#### OBJECTIVE A
From the court order, list every person who is named as having been heard in paragraph 1.
#### OBJECTIVE B
Reproduce the court order from "Citation : 2024" up to and including "Education Officer, Etah.", substituting "Agra" for "Etah".

#### PASSAGE PROVIDED
--------------------

Citation : 2024 Latest Caselaw 19422 ALL
Judgement Date : 28 May, 2024
HIGH COURT OF JUDICATURE AT ALLAHABAD ?Neutral Citation No. - 2024:AHC:97429-DB Court No. - 40 Case :- SPECIAL APPEAL No. - 390 of 2024 Appellant :- Vinod Kumar And Another Respondent :- State Of Up And 5 Others Counsel for Appellant :- Awadh Narain Rai Counsel for Respondent :- Bhanu Pratap Singh Kachhawah,C.S.C. Hon'ble Mahesh Chandra Tripathi,J.
Hon'ble Anish Kumar Gupta,J.
1. Heard Sri Awadh Narain Rai, learned counsel for the appellants-petitioners, Sri Fuzail Ahmad Ansari, learned Standing Counsel for the State-respondents and Sri Bhanu Pratap Singh, learned counsel for the respondent No.2 - District Basic Education Officer, Etah.

--------------------

#### DATASET RECORDS
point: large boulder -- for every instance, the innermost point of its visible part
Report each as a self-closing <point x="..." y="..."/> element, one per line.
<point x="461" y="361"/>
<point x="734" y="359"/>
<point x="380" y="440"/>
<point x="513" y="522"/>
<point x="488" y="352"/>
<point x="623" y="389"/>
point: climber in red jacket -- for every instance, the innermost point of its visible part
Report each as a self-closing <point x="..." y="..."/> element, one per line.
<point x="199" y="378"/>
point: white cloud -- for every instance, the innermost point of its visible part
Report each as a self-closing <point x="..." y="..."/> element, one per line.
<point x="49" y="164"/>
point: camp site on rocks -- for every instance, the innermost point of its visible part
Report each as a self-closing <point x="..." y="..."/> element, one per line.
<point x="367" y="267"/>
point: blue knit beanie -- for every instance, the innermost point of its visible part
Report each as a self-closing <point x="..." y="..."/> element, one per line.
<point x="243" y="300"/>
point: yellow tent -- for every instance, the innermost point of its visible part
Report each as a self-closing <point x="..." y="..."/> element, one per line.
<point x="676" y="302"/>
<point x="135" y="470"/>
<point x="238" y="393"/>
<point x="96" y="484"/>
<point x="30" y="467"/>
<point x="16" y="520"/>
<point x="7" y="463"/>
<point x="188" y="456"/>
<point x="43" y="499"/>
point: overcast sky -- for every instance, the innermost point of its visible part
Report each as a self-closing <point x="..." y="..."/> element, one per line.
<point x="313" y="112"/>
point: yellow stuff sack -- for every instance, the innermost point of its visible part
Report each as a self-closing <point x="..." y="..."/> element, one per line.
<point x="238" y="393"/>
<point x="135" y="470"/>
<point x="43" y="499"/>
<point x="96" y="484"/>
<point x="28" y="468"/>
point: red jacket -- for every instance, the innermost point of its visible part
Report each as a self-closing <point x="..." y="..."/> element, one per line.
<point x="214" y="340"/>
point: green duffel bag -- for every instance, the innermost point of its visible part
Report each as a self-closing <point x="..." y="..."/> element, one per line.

--------------------

#### EXERCISE RESULT A
- Sri Awadh Narain Rai
- Sri Fuzail Ahmad Ansari
- Sri Bhanu Pratap Singh

#### EXERCISE RESULT B
Citation : 2024 Latest Caselaw 19422 ALL
Judgement Date : 28 May, 2024
HIGH COURT OF JUDICATURE AT ALLAHABAD ?Neutral Citation No. - 2024:AHC:97429-DB Court No. - 40 Case :- SPECIAL APPEAL No. - 390 of 2024 Appellant :- Vinod Kumar And Another Respondent :- State Of Up And 5 Others Counsel for Appellant :- Awadh Narain Rai Counsel for Respondent :- Bhanu Pratap Singh Kachhawah,C.S.C. Hon'ble Mahesh Chandra Tripathi,J.
Hon'ble Anish Kumar Gupta,J.
1. Heard Sri Awadh Narain Rai, learned counsel for the appellants-petitioners, Sri Fuzail Ahmad Ansari, learned Standing Counsel for the State-respondents and Sri Bhanu Pratap Singh, learned counsel for the respondent No.2 - District Basic Education Officer, Agra.